▶ **REQUIRED ACTION**
Would you please return every line from the listing that contains the word "coordinates"?

[Start of section]

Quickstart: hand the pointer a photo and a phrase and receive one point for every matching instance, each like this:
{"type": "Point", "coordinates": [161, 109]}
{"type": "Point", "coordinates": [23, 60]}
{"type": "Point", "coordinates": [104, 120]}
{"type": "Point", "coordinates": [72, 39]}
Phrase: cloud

[End of section]

▶ **ANSWER BELOW**
{"type": "Point", "coordinates": [161, 109]}
{"type": "Point", "coordinates": [23, 60]}
{"type": "Point", "coordinates": [104, 120]}
{"type": "Point", "coordinates": [72, 39]}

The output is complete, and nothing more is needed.